GIVEN PROBLEM:
Rewrite the entries from the line containing "Target: tractor exhaust stack" through the line containing "88L193 92L199 98L204", inclusive, putting "gray sedan" wherever "silver suv" appears and keeping everything else unchanged.

Segmentation data

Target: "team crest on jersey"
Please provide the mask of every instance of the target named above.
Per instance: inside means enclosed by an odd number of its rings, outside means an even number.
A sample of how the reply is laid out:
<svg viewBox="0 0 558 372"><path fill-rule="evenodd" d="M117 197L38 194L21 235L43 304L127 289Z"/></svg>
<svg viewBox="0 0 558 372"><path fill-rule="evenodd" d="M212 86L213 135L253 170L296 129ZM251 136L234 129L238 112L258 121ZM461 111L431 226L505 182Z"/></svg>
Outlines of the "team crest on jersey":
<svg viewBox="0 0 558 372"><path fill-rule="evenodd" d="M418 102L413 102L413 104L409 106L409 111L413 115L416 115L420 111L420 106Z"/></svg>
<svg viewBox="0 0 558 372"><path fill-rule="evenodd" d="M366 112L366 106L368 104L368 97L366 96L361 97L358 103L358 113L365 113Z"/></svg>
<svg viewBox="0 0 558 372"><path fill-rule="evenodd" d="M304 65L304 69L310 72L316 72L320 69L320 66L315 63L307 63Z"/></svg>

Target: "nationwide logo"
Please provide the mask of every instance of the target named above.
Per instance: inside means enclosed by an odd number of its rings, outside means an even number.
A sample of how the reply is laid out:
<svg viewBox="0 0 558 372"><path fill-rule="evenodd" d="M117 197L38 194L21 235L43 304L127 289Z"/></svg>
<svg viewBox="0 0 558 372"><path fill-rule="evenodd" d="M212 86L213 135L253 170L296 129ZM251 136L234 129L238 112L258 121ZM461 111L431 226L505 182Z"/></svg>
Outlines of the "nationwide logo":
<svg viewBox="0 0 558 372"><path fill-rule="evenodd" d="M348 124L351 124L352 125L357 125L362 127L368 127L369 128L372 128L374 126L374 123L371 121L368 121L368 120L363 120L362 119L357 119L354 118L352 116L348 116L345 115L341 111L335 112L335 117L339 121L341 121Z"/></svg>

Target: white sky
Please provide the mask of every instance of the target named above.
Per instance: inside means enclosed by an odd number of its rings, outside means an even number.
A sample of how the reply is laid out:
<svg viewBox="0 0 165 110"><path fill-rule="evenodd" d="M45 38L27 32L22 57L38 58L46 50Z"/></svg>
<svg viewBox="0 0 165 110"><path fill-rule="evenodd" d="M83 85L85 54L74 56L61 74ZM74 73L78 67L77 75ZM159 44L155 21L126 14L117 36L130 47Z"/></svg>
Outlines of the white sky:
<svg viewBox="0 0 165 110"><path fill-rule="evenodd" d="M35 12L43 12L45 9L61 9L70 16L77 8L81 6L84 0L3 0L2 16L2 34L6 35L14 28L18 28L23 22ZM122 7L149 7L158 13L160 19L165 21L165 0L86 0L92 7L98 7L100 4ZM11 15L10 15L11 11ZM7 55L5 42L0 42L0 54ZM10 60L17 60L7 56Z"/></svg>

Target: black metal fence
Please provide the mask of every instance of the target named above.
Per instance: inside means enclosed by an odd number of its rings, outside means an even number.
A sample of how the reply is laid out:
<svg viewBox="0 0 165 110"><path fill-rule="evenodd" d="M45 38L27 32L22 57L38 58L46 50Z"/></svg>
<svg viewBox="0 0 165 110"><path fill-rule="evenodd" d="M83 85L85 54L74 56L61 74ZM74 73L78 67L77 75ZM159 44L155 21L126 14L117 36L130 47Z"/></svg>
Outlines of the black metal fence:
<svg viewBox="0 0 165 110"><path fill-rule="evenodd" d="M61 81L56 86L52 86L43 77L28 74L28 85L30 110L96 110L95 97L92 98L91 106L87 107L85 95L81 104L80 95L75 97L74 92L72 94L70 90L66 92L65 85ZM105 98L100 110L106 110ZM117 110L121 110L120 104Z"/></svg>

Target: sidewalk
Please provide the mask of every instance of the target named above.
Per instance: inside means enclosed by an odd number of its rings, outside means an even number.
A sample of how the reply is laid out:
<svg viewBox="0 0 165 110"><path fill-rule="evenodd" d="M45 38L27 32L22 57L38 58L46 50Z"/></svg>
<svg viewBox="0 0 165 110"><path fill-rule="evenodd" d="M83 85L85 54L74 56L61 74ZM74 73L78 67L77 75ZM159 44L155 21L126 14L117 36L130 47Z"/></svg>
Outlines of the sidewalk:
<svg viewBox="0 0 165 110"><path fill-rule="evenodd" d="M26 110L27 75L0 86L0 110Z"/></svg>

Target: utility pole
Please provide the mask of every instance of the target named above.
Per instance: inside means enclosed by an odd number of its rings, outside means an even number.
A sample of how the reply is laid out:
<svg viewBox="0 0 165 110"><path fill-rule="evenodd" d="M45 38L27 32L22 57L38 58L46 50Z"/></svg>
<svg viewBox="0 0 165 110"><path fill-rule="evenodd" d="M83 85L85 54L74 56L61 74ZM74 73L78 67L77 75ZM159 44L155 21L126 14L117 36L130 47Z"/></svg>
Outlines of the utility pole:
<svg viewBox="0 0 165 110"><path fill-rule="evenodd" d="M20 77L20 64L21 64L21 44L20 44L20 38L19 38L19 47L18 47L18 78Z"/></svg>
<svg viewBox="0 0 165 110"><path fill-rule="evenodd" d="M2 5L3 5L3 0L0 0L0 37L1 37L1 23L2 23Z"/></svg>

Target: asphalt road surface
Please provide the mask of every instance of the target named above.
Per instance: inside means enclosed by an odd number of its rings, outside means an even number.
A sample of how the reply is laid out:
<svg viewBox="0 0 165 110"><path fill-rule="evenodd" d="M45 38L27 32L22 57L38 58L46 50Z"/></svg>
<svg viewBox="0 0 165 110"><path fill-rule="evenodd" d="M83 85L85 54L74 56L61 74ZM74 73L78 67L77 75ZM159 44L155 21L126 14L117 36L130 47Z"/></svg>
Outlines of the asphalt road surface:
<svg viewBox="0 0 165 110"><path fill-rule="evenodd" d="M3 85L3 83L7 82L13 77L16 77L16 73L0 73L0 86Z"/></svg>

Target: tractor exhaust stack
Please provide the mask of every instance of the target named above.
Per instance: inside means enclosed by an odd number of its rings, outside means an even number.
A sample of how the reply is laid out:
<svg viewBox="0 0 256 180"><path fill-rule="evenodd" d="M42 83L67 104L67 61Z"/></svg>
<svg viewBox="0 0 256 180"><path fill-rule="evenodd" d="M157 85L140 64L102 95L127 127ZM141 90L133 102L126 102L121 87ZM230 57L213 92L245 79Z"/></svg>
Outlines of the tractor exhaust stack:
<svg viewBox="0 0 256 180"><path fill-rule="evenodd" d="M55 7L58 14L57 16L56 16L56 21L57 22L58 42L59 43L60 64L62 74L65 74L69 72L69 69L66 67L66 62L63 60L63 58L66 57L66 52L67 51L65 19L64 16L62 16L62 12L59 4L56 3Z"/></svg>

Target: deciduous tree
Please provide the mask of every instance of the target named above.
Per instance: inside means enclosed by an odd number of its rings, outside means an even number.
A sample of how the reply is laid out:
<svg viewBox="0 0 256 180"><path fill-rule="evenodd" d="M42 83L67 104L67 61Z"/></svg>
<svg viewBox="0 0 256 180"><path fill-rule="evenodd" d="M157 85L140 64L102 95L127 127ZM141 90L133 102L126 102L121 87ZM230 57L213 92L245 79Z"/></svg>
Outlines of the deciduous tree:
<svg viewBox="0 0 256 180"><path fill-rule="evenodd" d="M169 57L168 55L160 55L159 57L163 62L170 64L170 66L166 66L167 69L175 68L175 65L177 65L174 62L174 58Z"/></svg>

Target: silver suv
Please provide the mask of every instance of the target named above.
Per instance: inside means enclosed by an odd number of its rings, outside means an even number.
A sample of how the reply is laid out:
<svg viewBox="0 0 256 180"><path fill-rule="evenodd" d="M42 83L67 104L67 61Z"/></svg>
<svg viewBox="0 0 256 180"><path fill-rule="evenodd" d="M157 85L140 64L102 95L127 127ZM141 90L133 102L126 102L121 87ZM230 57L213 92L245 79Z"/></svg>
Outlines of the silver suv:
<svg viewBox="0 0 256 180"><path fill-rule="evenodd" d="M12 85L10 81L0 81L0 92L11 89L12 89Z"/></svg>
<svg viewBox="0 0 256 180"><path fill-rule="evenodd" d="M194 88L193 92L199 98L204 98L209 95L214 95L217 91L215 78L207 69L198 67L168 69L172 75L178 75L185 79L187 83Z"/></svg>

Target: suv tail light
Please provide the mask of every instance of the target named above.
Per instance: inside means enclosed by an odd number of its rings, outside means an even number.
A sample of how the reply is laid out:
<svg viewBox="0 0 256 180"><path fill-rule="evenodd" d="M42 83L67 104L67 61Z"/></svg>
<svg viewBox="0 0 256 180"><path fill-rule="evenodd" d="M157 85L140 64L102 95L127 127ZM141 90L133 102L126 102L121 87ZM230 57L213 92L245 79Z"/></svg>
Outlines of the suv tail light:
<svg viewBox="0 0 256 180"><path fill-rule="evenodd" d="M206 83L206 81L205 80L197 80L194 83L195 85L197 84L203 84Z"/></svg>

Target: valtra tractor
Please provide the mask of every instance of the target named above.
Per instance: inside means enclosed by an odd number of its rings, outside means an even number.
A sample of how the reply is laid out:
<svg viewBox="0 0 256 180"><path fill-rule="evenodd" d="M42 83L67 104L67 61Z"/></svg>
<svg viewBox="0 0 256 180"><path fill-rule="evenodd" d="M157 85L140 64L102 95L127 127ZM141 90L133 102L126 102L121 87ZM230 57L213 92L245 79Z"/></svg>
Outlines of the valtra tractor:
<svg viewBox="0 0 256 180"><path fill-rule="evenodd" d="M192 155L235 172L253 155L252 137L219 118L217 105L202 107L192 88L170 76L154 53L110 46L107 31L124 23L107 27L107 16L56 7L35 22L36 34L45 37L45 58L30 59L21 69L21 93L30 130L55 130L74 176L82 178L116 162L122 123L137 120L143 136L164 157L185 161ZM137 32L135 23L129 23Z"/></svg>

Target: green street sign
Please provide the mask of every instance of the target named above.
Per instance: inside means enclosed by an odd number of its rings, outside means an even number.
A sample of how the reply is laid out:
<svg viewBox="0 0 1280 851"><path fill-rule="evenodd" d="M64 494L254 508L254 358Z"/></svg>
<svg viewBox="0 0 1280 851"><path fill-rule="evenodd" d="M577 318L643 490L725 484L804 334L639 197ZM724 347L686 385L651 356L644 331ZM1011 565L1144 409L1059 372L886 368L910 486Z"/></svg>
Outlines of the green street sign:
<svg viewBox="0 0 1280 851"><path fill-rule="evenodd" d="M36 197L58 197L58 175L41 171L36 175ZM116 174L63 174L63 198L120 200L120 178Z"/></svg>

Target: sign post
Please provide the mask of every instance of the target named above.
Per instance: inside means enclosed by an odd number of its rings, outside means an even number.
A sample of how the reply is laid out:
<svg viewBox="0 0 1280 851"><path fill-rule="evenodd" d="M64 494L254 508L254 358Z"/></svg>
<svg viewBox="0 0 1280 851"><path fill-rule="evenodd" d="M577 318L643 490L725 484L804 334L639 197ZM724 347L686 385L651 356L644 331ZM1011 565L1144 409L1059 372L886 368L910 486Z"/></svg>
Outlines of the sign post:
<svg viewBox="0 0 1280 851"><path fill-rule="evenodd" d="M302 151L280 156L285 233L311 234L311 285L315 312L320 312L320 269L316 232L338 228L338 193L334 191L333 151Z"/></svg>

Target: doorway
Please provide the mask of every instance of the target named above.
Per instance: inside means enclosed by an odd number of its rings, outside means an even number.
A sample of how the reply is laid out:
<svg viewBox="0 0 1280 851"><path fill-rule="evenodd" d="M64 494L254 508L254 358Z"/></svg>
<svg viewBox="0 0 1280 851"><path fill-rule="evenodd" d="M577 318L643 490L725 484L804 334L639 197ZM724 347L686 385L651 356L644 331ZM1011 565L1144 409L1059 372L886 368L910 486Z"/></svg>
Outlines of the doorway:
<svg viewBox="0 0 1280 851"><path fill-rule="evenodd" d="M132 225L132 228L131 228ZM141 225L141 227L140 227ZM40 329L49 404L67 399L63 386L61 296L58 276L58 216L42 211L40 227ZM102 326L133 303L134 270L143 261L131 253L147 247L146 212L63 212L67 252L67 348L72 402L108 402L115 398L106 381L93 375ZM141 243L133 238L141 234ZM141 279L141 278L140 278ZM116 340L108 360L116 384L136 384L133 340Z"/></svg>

EXPECTED OUTPUT:
Target: tractor exhaust stack
Please provide the mask of every instance of the target named above.
Per instance: inside means enclosed by an odd number of its rings, outside means an even number.
A sample of how the reply is laid out:
<svg viewBox="0 0 256 180"><path fill-rule="evenodd" d="M42 83L67 104L67 61Z"/></svg>
<svg viewBox="0 0 256 180"><path fill-rule="evenodd" d="M157 85L140 64L102 95L127 127ZM141 90L133 102L126 102L121 87ZM230 57L213 92L245 79Z"/></svg>
Outlines of the tractor exhaust stack:
<svg viewBox="0 0 256 180"><path fill-rule="evenodd" d="M55 7L58 14L57 16L56 16L56 21L57 22L58 42L59 43L60 64L62 74L65 74L69 72L69 69L66 67L66 62L63 60L63 58L66 57L66 52L67 51L65 19L64 16L62 16L62 12L59 4L56 3Z"/></svg>

Target: deciduous tree
Please provide the mask of every instance of the target named above.
Per instance: inside means enclosed by an odd number of its rings, outside means an even number.
A sample of how the reply is laid out:
<svg viewBox="0 0 256 180"><path fill-rule="evenodd" d="M42 83L67 104L67 61Z"/></svg>
<svg viewBox="0 0 256 180"><path fill-rule="evenodd" d="M157 85L140 64L102 95L127 127ZM141 90L133 102L126 102L121 87ZM230 57L213 92L245 79Z"/></svg>
Outlines of the deciduous tree:
<svg viewBox="0 0 256 180"><path fill-rule="evenodd" d="M169 57L168 55L160 55L159 57L163 62L170 64L170 66L166 66L167 69L175 68L175 65L177 65L174 62L174 58Z"/></svg>

Target: gray sedan
Please provide the mask of every instance of the target named above.
Per instance: inside means enclosed by an odd number of its rings, outside means an even number.
A sample of how the reply is laid out:
<svg viewBox="0 0 256 180"><path fill-rule="evenodd" d="M42 83L67 104L67 61Z"/></svg>
<svg viewBox="0 0 256 180"><path fill-rule="evenodd" d="M157 85L140 64L102 95L127 127ZM141 90L133 102L126 102L121 87ZM230 57L213 92L245 79Z"/></svg>
Outlines of the gray sedan:
<svg viewBox="0 0 256 180"><path fill-rule="evenodd" d="M12 85L10 81L0 81L0 92L11 89L12 89Z"/></svg>
<svg viewBox="0 0 256 180"><path fill-rule="evenodd" d="M194 88L193 92L199 98L204 98L209 95L214 95L217 91L215 78L207 69L198 67L168 69L172 75L178 75L185 79L187 83Z"/></svg>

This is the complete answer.